▶ **Objetivo proposto 1**: Segundo o texto sobre o oitavário pela unidade dos cristãos, quais são os três presentes que Jesus deixa em herança poucas horas antes de ser preso?

▶ **Texto extraído**:
------------------------------------------------

Oitavário pela unidade dos cristãos (1º dia, 18 de janeiro)

Primeira reflexão do oitavário pela unidade dos cristãos (18 de janeiro). Temas: A oração de Jesus: "Que sejam um", origem do costume e importância da unidade e de reconhecer Cristo nos outros.

1º dia, 18 de janeiro


COMEÇA hoje o oitavário pela unidade dos cristãos. Durante estes dias, com toda a Igreja, meditaremos mais profundamente sobre algumas palavras pronunciadas por Jesus na Última Ceia que animam estes desejos de união. Cristo, depois de ter compartilhado mais de trinta anos com os homens, sabia que tinha «chegado a sua hora de passagem deste mundo para o Pai» (Jo 13, 1). O Seu coração, na iminência da traição e da dor, fica embargado de amor pelos seus discípulos: «Amou-os até ao extremo». Por isso, poucas horas antes de ser preso, deixa-nos em herança três presentes importantes que são muito mais que uma catequese: o lava-pés, o dom da Eucaristia e os ensinamentos do discurso da Ceia.

No longo discurso de Jesus durante a Última Ceia, relatado por S. João, suplica ao Pai pela unidade daqueles que, no decorrer dos séculos, chegaríamos também a ser seus discípulos: «Pai Santo, Tu, que a mim te deste, guarda-os em ti, para serem um como Nós somos» (Jo 17, 11). A Igreja impele-nos, durante esta semana, a unir-nos à sua oração filial, a dar mais um passo na identificação dos nossos sentimentos com os de Cristo e a tornar próprio esse anseio ardente.

Quando o Senhor pronuncia aquelas palavras – «guarda os que me deste» –, os seus seguidores não eram muito numerosos. O Evangelho estava circunscrito a uma zona geográfica e social determinada. No entanto, nesse momento, o coração de Jesus chega muito mais longe, abarcando com o seu olhar toda a Igreja ao longo dos séculos, com as suas esperanças e dificuldades. Cristo reza pela nossa unidade porque prevê a importância que ela terá para a transmissão da fé e para a nossa própria credibilidade: «Não rogo só por eles, mas também por aqueles que hão de crer em mim, por meio da sua palavra: para que todos sejam um só, como Tu, Pai, estás em mim e Eu em ti; para que assim eles estejam em Nós, e o mundo creia que Tu me enviaste» (Jo 17, 20-21).

------------------------------------------------

▶ **Registros armazenados**:
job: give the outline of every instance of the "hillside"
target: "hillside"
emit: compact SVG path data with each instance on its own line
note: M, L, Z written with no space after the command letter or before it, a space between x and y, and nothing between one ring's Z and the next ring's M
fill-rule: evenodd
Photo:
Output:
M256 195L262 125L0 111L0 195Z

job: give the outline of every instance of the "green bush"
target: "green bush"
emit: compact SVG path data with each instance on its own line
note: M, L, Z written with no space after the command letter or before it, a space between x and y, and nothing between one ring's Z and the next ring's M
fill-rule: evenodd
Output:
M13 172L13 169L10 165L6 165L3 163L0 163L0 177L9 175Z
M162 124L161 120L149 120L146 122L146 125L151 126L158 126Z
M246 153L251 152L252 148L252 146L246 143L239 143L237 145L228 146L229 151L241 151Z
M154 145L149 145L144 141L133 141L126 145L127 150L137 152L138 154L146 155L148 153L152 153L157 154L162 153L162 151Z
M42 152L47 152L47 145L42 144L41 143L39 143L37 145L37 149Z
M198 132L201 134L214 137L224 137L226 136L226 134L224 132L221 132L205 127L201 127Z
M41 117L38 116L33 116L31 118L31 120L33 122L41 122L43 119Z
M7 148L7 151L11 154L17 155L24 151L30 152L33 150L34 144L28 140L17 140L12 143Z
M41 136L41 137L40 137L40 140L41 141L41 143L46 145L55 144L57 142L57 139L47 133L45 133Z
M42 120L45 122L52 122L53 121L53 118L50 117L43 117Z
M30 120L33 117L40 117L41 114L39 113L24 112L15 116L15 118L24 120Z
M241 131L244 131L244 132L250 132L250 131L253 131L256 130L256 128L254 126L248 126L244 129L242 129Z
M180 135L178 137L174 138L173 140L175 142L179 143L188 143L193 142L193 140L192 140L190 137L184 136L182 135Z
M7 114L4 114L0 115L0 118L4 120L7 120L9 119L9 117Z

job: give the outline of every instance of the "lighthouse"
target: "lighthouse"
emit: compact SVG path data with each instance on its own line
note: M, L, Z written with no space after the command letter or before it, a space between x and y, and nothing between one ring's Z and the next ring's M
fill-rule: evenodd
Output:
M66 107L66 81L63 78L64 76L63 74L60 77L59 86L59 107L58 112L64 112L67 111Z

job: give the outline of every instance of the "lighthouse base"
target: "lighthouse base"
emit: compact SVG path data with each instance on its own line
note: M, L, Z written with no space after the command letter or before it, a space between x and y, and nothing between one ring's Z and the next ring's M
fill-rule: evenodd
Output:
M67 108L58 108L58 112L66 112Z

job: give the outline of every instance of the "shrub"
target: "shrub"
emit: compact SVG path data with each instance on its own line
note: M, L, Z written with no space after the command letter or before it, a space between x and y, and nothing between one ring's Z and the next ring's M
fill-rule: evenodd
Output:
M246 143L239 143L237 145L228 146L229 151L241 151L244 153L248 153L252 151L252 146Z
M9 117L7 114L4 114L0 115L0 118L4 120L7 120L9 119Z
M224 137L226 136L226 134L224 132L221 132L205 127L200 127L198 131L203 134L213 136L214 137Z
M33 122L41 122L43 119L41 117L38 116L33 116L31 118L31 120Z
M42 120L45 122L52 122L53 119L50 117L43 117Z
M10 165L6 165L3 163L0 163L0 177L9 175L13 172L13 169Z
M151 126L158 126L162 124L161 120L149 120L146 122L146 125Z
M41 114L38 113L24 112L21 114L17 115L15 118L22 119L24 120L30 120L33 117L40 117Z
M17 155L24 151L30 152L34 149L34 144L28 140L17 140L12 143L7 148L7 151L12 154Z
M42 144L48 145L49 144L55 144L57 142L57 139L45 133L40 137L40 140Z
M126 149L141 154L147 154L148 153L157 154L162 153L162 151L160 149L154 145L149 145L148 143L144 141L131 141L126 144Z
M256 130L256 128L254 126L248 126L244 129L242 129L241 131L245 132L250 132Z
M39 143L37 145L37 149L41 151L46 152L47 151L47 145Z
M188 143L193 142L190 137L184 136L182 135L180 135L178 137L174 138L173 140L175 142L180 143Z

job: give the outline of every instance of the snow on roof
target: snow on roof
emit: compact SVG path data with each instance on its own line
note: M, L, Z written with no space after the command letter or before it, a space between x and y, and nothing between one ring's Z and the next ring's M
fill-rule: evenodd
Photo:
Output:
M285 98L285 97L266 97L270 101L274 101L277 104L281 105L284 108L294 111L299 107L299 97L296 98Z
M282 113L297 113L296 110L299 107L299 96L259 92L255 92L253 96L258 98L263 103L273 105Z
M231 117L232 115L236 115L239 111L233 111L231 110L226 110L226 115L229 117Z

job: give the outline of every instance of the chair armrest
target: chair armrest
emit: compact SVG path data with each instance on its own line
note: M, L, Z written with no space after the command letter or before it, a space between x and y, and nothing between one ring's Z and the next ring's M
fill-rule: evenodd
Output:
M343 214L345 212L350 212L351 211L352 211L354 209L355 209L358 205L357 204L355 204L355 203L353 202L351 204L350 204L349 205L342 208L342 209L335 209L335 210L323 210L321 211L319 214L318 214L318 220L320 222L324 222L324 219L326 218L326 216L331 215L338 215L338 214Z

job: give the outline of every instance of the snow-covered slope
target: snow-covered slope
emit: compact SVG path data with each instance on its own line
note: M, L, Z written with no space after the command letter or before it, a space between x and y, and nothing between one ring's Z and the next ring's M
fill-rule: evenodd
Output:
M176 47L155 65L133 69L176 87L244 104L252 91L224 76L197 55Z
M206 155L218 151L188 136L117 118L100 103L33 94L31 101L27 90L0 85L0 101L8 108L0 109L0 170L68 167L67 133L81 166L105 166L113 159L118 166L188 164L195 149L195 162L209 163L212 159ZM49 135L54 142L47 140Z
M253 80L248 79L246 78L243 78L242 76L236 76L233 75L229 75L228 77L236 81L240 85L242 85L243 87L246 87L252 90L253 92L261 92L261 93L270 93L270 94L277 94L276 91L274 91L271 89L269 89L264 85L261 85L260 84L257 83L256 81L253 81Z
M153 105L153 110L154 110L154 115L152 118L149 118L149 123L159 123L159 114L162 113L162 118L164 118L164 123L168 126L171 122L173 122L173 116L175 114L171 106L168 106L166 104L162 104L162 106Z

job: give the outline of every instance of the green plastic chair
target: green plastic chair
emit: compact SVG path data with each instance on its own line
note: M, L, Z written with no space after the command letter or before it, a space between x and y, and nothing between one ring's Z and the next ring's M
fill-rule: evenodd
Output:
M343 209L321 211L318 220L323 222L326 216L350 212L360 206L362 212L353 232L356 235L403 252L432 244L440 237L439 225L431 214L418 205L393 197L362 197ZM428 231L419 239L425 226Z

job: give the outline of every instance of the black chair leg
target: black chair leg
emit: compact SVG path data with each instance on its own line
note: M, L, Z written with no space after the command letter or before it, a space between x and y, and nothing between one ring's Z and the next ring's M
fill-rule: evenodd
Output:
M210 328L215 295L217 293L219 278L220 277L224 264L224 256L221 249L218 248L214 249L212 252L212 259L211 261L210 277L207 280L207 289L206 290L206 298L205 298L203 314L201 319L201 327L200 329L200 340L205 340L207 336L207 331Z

------------------------------------------------

▶ **Objetivo proposto 2**: Localize na listagem todas as linhas que contêm a palavra "covered" e transcreva cada uma delas.

▶ **Resposta do exercício 1**: O lava-pés, o dom da Eucaristia e os ensinamentos do discurso da Ceia.

▶ **Resposta do exercício 2**:
job: give the outline of every instance of the snow-covered slope
target: snow-covered slope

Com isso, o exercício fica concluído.